[RECORD EXTRACTS]

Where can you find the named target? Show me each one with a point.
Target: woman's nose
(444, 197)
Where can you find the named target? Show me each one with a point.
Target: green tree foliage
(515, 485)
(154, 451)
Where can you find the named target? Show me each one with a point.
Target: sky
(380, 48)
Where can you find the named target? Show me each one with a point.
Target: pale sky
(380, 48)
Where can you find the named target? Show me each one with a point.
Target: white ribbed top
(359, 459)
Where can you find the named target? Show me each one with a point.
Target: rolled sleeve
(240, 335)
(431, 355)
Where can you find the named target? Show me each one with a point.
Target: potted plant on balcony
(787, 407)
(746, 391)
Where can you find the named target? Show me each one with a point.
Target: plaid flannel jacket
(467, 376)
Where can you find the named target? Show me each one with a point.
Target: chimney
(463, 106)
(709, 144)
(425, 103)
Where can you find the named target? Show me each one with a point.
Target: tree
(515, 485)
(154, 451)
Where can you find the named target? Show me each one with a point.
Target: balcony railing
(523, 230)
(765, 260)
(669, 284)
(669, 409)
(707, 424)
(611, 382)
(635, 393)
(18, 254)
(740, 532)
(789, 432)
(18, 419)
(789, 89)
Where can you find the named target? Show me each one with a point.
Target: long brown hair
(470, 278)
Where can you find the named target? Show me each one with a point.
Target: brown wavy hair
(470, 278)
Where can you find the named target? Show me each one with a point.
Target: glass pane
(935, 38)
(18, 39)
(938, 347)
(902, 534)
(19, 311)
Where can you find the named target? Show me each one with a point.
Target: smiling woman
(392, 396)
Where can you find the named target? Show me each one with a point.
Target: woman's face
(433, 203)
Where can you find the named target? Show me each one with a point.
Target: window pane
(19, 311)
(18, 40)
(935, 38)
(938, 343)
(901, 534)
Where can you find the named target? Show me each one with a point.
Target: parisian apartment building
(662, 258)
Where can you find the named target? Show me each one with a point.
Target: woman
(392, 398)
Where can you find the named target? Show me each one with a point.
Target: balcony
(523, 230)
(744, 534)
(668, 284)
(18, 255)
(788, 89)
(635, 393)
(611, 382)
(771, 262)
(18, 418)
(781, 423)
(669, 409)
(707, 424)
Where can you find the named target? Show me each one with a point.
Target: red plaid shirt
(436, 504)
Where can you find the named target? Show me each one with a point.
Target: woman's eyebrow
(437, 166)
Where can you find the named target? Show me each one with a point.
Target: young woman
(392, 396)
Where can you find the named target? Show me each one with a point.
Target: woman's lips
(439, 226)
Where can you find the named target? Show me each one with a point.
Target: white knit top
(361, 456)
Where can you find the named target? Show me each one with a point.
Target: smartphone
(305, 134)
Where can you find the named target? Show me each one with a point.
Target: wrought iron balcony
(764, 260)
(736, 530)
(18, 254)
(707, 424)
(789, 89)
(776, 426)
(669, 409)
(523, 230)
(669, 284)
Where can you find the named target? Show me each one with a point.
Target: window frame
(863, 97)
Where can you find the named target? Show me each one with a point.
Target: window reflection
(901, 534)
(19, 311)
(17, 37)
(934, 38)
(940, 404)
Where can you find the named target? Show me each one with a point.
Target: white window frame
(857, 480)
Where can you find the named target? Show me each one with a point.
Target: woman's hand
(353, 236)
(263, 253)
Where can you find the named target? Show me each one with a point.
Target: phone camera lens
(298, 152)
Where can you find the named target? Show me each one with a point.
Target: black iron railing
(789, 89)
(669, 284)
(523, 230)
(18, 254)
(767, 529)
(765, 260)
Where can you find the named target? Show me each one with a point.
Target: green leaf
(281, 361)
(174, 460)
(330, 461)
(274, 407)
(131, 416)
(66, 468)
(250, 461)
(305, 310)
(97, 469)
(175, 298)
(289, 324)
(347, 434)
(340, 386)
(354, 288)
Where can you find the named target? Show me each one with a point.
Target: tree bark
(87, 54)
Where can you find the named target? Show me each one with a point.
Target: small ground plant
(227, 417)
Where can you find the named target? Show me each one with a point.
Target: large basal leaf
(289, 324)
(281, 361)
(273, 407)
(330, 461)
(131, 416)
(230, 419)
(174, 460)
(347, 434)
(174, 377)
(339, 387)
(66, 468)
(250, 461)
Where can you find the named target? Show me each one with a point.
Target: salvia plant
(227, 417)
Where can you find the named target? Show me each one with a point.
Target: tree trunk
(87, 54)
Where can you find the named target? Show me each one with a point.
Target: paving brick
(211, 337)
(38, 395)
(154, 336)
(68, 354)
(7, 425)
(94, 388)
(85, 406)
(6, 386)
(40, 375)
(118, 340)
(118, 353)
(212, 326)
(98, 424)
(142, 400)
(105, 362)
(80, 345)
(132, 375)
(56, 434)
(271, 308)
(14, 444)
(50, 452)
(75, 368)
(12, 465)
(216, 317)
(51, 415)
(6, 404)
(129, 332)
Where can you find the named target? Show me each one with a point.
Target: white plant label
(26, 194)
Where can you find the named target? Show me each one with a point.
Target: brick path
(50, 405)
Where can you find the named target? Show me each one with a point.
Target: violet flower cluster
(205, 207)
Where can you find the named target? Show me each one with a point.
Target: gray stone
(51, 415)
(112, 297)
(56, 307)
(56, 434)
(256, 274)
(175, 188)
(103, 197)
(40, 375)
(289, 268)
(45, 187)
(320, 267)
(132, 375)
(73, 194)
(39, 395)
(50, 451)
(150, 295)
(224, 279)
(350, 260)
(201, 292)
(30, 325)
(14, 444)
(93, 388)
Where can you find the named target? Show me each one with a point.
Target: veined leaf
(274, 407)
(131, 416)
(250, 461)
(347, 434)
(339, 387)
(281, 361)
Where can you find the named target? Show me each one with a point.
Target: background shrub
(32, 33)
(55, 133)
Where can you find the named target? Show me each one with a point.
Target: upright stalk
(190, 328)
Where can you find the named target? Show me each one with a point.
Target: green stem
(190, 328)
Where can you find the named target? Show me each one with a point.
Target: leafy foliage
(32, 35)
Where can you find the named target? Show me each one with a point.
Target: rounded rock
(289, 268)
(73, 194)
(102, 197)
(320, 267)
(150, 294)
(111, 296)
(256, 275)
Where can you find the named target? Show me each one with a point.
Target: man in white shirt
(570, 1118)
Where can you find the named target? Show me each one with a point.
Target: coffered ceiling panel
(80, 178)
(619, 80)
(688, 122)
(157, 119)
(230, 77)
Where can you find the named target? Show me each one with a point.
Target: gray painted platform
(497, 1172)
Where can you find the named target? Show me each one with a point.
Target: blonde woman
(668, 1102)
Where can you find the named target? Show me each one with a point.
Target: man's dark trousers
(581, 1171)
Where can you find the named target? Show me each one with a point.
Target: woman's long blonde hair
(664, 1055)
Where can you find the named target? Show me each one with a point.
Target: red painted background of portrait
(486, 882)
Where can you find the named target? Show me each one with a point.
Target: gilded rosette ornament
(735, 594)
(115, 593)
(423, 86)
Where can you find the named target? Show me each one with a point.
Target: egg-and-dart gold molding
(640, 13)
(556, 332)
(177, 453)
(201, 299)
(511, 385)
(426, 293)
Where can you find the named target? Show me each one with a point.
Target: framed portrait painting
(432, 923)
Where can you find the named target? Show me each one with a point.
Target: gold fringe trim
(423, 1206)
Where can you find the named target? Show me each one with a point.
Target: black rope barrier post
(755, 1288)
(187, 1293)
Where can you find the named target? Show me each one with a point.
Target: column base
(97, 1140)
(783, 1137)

[/RECORD EXTRACTS]

PROBLEM DESCRIPTION: Every record listed above should be reproduced exactly.

SOLUTION TO THIS TASK:
Where can you find the named target? Show me each one with a point.
Target: woman's nose
(444, 197)
Where can you find the named target? Show me each one with a point.
Target: green tree foliage
(515, 485)
(154, 451)
Where can you find the named target? Show me each one with a point.
Target: sky
(380, 48)
Where can you find the named target? Show me each one with a point.
Target: pale sky
(380, 48)
Where can you find the named target? Show me each one with a point.
Target: white ribbed top
(359, 459)
Where can you find the named target? Show me each one with a point.
Target: rolled sleeve
(240, 335)
(431, 355)
Where can you find the named target? Show me each one with a point.
Target: potted plant on balcony
(787, 407)
(746, 391)
Where can you find the named target? Show me each one with a point.
Target: plaid flannel jacket
(467, 376)
Where can you find the named target? Show me each one with a point.
Target: chimney
(463, 106)
(709, 144)
(425, 103)
Where can you find the named target? Show me each one with a point.
Target: tree
(515, 485)
(154, 451)
Where can you find the named target? Show me each one with a point.
Target: balcony railing
(523, 230)
(765, 260)
(669, 284)
(669, 409)
(707, 424)
(611, 382)
(635, 393)
(18, 254)
(740, 532)
(789, 432)
(18, 419)
(789, 89)
Where can you find the named target? Show me each one with a point.
Target: long brown hair
(470, 278)
Where can you find the named target? Show me each one with a point.
Target: brown wavy hair
(470, 278)
Where can you find the named target? Show me each one with a point.
Target: glass pane
(935, 38)
(18, 39)
(938, 347)
(902, 534)
(19, 311)
Where can you find the named target? Show me each one with a point.
Target: smiling woman
(392, 396)
Where can you find the named target? Show me each one with a point.
Target: woman's face
(433, 203)
Where can you find the named target? Show me each one with a point.
Target: window pane
(19, 311)
(18, 40)
(935, 38)
(938, 343)
(901, 534)
Where can you find the named target? Show me each one with a point.
Target: parisian apartment building
(662, 258)
Where can you find the named target? Show me each one with a point.
Target: woman
(392, 398)
Where can you find the named target? Show me each one with a point.
Target: balcony
(523, 230)
(744, 534)
(668, 284)
(18, 255)
(788, 89)
(635, 393)
(611, 382)
(771, 262)
(18, 418)
(781, 423)
(669, 409)
(707, 424)
Where can you find the named target? Show me each one with a point.
Target: red plaid shirt
(436, 504)
Where can you find the named target? Show me each one with a point.
Target: woman's eyebrow
(437, 166)
Where can you find the named target? Show me each one with a point.
Target: young woman
(392, 396)
Where can you find the named target? Show me each one with a point.
Target: woman's lips
(439, 226)
Where can you find the named target? Show me each one with a point.
Target: white knit top
(361, 456)
Where can you find the named target? Show me each one with a point.
Target: smartphone
(305, 134)
Where can you find the named target? Show me each one with a point.
Target: wrought iron balcony
(764, 260)
(736, 530)
(18, 254)
(707, 424)
(789, 89)
(776, 426)
(669, 409)
(523, 230)
(669, 284)
Where can you find the named target? Show me each one with a point.
Target: window frame
(863, 97)
Where can you find the named target? Show me each one with a point.
Target: window reflection
(901, 534)
(19, 311)
(17, 37)
(934, 38)
(940, 404)
Where can you find the named target? Show me each one with a point.
Target: white window frame
(857, 480)
Where can you find the named target? Show me each one with a point.
Target: woman's hand
(353, 236)
(263, 253)
Where can you find the named target? Show me each one with a point.
Target: phone camera lens
(298, 152)
Where can you find the named target? Show me each one with a point.
Target: black iron railing
(789, 89)
(669, 284)
(523, 230)
(18, 254)
(767, 529)
(765, 260)
Where can you find the named target? Show me each one with a point.
Target: green leaf
(281, 361)
(174, 460)
(330, 461)
(274, 407)
(131, 416)
(66, 468)
(250, 461)
(305, 310)
(97, 469)
(175, 298)
(289, 324)
(347, 434)
(340, 386)
(354, 288)
Where can you find the named target? Show me each one with a point.
Target: tree bark
(87, 54)
Where can you find the named target? Show me each one with a point.
Target: small ground plant
(227, 417)
Where can you find the named target? Show me each one with a point.
Target: large basal leaf
(289, 324)
(281, 361)
(273, 407)
(330, 461)
(131, 416)
(230, 419)
(174, 460)
(347, 434)
(174, 377)
(339, 387)
(66, 468)
(250, 461)
Where can you find the named target? Show me each one with a point.
Target: salvia plant
(227, 417)
Where can you find the named target? Show me each one with a point.
Target: tree trunk
(87, 54)
Where can you find the named target? Show me each one with a point.
Target: paving brick
(211, 337)
(38, 395)
(154, 336)
(68, 354)
(7, 425)
(94, 388)
(85, 406)
(6, 386)
(40, 375)
(118, 340)
(118, 353)
(212, 326)
(98, 424)
(142, 400)
(105, 362)
(80, 345)
(132, 375)
(56, 434)
(271, 308)
(14, 444)
(50, 452)
(75, 368)
(12, 465)
(216, 317)
(51, 415)
(6, 404)
(129, 332)
Where can you find the named target? Show me each one with a point.
Target: white plant label
(26, 194)
Where can you find the named target? Show me each one with a point.
Target: brick path
(50, 405)
Where can you find the named target? Show me each one with a point.
Target: violet flower cluster
(205, 207)
Where can you find the named target? Show me each one with a point.
Target: gray stone
(51, 415)
(112, 297)
(56, 307)
(56, 434)
(256, 274)
(175, 188)
(103, 197)
(40, 375)
(289, 268)
(45, 187)
(320, 267)
(132, 375)
(73, 194)
(39, 395)
(50, 451)
(150, 295)
(224, 279)
(350, 260)
(201, 292)
(30, 325)
(14, 444)
(93, 388)
Where can you find the named target? Show me each one with a point.
Target: veined leaf
(274, 407)
(131, 416)
(250, 461)
(347, 434)
(339, 387)
(281, 361)
Where can you find the named target? Show me each one with a point.
Target: background shrub
(32, 33)
(55, 133)
Where can you find the named target? Show me each one with a point.
Target: upright stalk
(190, 328)
Where can you find the named target? Show me each one with a point.
Target: green stem
(190, 328)
Where can you find the named target? Show me each one with a point.
Target: leafy foliage
(32, 35)
Where can you find the named target? Show me each one with a point.
Target: rounded rock
(289, 268)
(73, 194)
(102, 197)
(320, 267)
(150, 294)
(111, 296)
(256, 275)
Where can you find the named target? Show me each one with a point.
Target: man in white shirt
(570, 1118)
Where can you find the named target? Show me each one with a point.
Target: coffered ceiling panel
(80, 178)
(619, 80)
(688, 122)
(157, 119)
(230, 77)
Where can you find the named target? Show me each one with a point.
Target: gray painted platform
(497, 1172)
Where can you find the named target? Show me each one with a point.
Target: blonde woman
(668, 1102)
Where can you find the named target? Show me each one with a point.
Target: man's dark trousers
(581, 1171)
Where can you find the named target? Show me each one with a point.
Target: woman's long blonde hair
(664, 1055)
Where can you find the named target? Show me each one with a point.
Target: red painted background of portrait
(486, 882)
Where can you find the named target? Show me each one with a point.
Target: gilded rosette ornament
(735, 594)
(115, 593)
(423, 86)
Where can you find the named target? Show me each one with a point.
Target: egg-and-dart gold molding
(640, 13)
(556, 332)
(177, 453)
(201, 299)
(511, 385)
(426, 293)
Where can you find the named target? Show me each one with a point.
Target: framed portrait painting
(432, 923)
Where can you find the named target? Show me each one with a point.
Target: gold fringe trim
(423, 1206)
Where can you find the named target? Show me each one with a point.
Target: black rope barrier post
(755, 1288)
(187, 1293)
Where can you find the named target? Show me each one with a point.
Target: column base
(97, 1140)
(783, 1137)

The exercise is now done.